OBJECTIVE - From the line containing "One point belongs on each instance of the oval" through the last line of the data, return those lines exactly as written and nothing more.
==============================
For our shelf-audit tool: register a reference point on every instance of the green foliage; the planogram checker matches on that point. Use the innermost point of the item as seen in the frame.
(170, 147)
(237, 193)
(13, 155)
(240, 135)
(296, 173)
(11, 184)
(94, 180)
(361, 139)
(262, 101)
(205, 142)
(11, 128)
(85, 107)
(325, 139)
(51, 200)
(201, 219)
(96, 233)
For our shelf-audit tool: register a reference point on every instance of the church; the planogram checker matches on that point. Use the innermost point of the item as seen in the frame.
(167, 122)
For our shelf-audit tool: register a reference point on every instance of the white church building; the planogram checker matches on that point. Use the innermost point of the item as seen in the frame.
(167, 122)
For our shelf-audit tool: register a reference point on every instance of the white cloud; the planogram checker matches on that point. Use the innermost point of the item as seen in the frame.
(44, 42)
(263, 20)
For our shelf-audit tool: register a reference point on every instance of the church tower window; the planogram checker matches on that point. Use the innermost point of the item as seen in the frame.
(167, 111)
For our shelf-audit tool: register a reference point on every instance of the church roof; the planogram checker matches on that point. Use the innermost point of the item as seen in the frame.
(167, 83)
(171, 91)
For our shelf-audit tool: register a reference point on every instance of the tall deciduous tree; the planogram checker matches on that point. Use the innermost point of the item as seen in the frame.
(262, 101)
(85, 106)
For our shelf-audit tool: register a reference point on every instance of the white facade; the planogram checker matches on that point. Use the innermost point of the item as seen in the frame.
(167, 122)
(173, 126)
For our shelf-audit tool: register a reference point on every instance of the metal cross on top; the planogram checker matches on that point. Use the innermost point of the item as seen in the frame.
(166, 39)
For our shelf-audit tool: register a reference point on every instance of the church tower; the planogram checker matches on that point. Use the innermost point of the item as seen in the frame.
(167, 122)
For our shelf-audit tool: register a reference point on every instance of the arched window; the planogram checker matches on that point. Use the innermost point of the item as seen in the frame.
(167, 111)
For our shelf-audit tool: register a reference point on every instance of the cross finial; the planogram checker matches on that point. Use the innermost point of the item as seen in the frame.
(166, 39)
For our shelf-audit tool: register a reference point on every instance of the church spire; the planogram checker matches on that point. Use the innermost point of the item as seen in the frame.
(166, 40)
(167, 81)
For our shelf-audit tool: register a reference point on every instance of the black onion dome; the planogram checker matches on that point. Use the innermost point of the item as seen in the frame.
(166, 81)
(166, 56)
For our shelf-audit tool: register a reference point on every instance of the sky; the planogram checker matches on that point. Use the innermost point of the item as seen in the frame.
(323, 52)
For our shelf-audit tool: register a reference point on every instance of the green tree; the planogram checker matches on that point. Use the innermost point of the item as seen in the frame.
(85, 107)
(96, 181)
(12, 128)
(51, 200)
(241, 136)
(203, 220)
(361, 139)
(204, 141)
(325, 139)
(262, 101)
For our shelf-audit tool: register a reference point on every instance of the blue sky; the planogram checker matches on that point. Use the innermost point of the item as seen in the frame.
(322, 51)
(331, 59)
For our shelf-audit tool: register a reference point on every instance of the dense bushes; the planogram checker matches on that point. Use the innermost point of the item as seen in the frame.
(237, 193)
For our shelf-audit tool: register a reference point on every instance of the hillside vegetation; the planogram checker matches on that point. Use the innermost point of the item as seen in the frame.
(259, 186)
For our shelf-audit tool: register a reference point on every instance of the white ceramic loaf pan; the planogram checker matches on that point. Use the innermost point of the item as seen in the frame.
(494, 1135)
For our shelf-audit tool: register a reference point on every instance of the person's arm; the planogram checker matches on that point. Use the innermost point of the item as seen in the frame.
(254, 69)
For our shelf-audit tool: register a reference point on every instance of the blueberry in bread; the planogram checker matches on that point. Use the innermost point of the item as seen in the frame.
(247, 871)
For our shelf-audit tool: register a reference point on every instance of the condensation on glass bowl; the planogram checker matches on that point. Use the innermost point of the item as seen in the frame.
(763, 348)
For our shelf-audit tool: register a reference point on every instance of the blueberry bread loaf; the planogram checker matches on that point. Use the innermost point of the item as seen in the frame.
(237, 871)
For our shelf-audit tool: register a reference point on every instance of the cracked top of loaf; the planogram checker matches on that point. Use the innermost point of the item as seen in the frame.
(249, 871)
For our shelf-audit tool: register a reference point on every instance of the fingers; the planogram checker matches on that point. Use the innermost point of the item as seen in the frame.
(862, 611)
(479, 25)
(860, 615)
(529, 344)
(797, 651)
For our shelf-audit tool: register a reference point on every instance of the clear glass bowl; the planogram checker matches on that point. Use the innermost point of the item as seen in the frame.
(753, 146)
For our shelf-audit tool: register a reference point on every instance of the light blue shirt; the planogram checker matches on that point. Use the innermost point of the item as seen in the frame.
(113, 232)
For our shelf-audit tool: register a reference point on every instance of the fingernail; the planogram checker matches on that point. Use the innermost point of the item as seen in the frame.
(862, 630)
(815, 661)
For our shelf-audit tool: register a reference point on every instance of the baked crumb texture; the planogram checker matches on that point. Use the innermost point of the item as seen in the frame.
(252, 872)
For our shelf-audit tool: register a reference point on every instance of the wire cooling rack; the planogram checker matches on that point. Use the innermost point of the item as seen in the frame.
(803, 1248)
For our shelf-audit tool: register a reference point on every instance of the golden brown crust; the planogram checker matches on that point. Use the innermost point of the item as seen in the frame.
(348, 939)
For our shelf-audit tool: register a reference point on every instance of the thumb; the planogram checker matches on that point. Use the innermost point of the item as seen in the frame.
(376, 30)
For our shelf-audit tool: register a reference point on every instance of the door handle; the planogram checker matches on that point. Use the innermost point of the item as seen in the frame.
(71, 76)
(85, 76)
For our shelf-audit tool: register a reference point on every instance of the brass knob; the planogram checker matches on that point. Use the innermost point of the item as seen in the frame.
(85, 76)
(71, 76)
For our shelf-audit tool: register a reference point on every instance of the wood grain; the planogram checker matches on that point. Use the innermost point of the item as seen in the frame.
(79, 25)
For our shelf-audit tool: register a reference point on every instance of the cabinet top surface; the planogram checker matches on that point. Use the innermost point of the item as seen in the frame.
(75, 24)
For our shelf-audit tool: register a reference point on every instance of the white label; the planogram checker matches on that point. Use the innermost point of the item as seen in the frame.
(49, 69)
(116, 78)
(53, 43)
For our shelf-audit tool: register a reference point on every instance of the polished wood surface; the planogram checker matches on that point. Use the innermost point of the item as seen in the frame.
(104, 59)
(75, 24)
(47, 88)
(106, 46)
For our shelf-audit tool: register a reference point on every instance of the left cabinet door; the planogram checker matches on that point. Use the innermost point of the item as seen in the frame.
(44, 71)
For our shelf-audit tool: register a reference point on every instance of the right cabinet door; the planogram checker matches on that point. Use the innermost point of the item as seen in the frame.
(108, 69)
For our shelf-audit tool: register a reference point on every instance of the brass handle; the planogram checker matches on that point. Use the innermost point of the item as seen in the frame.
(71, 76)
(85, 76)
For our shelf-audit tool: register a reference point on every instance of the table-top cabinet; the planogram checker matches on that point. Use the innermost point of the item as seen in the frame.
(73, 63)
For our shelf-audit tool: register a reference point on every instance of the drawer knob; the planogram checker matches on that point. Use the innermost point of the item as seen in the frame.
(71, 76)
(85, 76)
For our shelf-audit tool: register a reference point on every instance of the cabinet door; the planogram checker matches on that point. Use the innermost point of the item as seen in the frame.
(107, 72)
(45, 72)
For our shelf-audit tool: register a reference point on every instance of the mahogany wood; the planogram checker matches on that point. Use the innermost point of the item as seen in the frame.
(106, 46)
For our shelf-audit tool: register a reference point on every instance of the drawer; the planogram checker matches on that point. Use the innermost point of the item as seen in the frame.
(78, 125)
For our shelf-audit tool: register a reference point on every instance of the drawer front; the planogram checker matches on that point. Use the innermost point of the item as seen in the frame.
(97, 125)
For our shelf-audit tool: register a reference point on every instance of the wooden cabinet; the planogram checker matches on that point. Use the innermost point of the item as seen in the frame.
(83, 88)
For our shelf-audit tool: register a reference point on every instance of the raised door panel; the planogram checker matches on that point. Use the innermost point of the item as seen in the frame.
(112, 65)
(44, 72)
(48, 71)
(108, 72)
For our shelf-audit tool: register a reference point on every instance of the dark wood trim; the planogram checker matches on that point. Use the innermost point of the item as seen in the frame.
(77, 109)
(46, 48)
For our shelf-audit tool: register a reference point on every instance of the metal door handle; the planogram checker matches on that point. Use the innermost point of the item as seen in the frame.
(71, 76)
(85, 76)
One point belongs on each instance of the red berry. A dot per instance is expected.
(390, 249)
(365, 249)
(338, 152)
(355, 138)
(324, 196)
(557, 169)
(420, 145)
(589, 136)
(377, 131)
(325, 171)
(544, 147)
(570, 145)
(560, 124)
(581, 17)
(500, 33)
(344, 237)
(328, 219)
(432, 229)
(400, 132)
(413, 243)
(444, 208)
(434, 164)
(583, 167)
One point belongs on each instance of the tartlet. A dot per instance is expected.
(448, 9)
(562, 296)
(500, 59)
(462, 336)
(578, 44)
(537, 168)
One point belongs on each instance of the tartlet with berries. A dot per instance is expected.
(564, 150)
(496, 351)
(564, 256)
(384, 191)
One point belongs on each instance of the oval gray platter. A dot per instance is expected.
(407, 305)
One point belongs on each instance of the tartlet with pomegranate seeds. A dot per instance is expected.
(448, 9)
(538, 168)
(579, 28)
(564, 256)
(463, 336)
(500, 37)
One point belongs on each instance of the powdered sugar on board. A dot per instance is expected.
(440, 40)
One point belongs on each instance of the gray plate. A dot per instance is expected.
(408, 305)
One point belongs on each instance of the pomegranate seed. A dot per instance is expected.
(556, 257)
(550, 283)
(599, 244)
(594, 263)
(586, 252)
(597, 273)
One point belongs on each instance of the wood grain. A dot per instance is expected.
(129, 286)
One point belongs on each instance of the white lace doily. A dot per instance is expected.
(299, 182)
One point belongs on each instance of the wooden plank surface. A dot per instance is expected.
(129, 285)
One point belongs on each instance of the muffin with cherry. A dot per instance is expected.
==============================
THE OUTPUT -
One point belongs on each instance of the oval gray platter. A dot per instance is expected.
(407, 305)
One point belongs on each instance of the tartlet with pomegranate seeds. A dot per instance is expected.
(448, 9)
(538, 168)
(579, 28)
(564, 256)
(463, 336)
(500, 37)
One point belongs on each instance of the powdered sugar on board. A dot per instance is expected.
(440, 40)
One point belongs on each instance of the gray plate. A dot per instance is expected.
(408, 305)
One point belongs on each instance of the pomegranate seed. A dot per instance is expected.
(556, 257)
(550, 283)
(599, 244)
(594, 263)
(586, 252)
(597, 273)
One point belongs on each instance of the wood grain. A dot per instance is expected.
(129, 286)
One point belongs on each instance of the white lace doily. A dot per instance is expected.
(299, 182)
One point belongs on each instance of the wooden plank surface. A dot per instance is expected.
(129, 285)
One point belongs on each instance of the muffin with cherry. A dot per instance is expected.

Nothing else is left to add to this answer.